DATA FOR THE TASK
------
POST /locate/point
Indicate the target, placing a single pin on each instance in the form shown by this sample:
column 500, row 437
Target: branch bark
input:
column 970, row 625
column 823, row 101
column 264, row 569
------
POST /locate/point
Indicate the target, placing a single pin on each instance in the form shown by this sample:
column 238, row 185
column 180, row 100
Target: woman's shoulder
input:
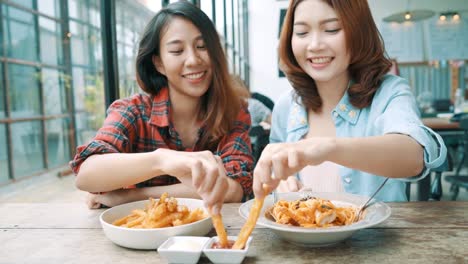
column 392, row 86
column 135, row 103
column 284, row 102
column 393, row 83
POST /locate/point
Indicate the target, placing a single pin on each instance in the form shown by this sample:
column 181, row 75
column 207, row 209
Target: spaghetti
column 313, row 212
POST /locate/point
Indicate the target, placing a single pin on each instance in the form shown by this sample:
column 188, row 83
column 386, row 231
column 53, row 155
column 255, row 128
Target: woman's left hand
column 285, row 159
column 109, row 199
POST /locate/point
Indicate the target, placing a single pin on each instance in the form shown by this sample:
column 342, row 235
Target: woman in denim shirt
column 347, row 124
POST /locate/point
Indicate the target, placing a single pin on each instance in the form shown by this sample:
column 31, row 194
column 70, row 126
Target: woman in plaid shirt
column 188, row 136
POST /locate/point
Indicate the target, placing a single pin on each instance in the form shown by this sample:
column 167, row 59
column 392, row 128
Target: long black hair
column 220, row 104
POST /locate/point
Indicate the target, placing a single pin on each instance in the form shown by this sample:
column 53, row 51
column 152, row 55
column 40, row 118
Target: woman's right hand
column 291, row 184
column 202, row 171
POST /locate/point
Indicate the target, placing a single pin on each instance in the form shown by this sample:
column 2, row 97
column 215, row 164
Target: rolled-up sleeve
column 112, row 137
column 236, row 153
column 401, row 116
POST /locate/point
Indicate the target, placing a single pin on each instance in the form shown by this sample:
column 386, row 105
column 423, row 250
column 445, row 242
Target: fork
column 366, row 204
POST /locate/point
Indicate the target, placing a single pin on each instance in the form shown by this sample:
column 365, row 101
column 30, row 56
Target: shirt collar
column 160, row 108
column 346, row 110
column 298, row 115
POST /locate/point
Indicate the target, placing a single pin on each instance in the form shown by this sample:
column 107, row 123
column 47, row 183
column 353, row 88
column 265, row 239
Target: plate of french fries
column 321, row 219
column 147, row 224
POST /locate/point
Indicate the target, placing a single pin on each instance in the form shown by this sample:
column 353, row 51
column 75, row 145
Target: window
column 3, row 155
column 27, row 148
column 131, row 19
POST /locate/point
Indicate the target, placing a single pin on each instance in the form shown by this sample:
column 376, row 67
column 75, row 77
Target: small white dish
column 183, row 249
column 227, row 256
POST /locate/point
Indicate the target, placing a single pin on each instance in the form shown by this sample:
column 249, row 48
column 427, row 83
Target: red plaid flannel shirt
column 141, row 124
------
TASK PROMPT
Return each line of the listing above that contains the string "woman". Letter case matters.

THE OUTPUT
Target: woman's shoulder
Target: woman's left hand
Target: woman in denim shirt
Target: woman in plaid shirt
Target: woman's right hand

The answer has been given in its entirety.